Tasks to carry out —
A. Reproduce the passage of the book review from "The research for" to "no-alternatives, no-win rut.".
B. Which emotions does the book review say a reader will feel while reading the report? List them all.

After several years of research, this book was assembled to tell the story of the nightmare that has been the life of the white collar worker in America in recent decades. Using an enticing mixture of facts and figures and real-life stories collected from people in the trenches, Fraser documents a story that cries for exposure. White collar employees from large companies will recognize-painfully-the picture that's painted, with personal histories and company names and practices illuminating the text. Page after page reveals the details of an embarrassingly destructive period in our country's corporate history. Sadly, the story continues, with complications and far-reaching implications, far beyond what's presented in White Collar Sweatshop.

You'll experience a wide range of emotions as you move through this factual report. Those emotions will range from pity to sympathy, from empathy to rage. Using the internet, Fraser found a wide range of people to open their hearts, share their experiences, and expose the questionable, unfeeling, almost inhumane acts of corporate executives. You'll read about people who invested their lives, at the expense of their families and themselves, to help build companies that later chewed them up and spit them out.

The research for this book was conducted during the late 1990s and into 2000. These were the years of the hot economy where opportunities to change jobs were plentiful. Many of the people who worked for large corporations, where this book is centered, did not leave for greener pastures; they were trapped in a never-ending cycle of working, working, working for companies-emotional and professional handcuffs that held them in a no-alternatives, no-win rut.

Data block —

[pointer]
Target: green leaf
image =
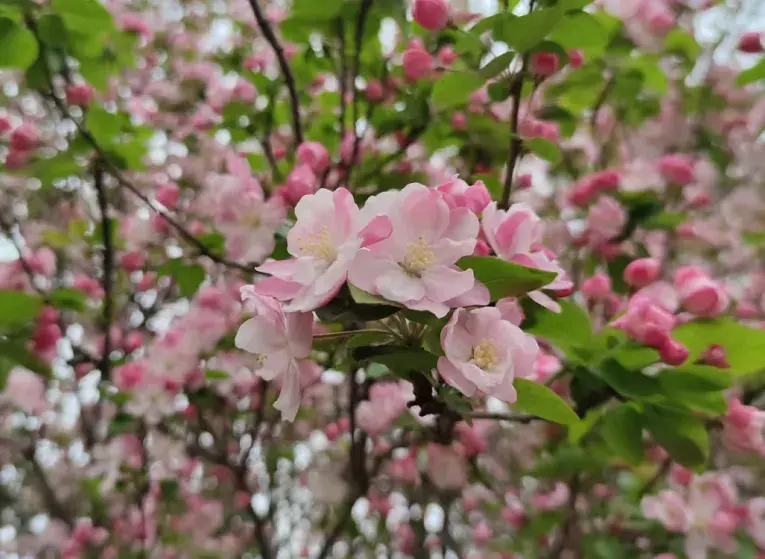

Results of the exercise —
A.
The research for this book was conducted during the late 1990s and into 2000. These were the years of the hot economy where opportunities to change jobs were plentiful. Many of the people who worked for large corporations, where this book is centered, did not leave for greener pastures; they were trapped in a never-ending cycle of working, working, working for companies-emotional and professional handcuffs that held them in a no-alternatives, no-win rut.

B. Pity, sympathy, empathy, rage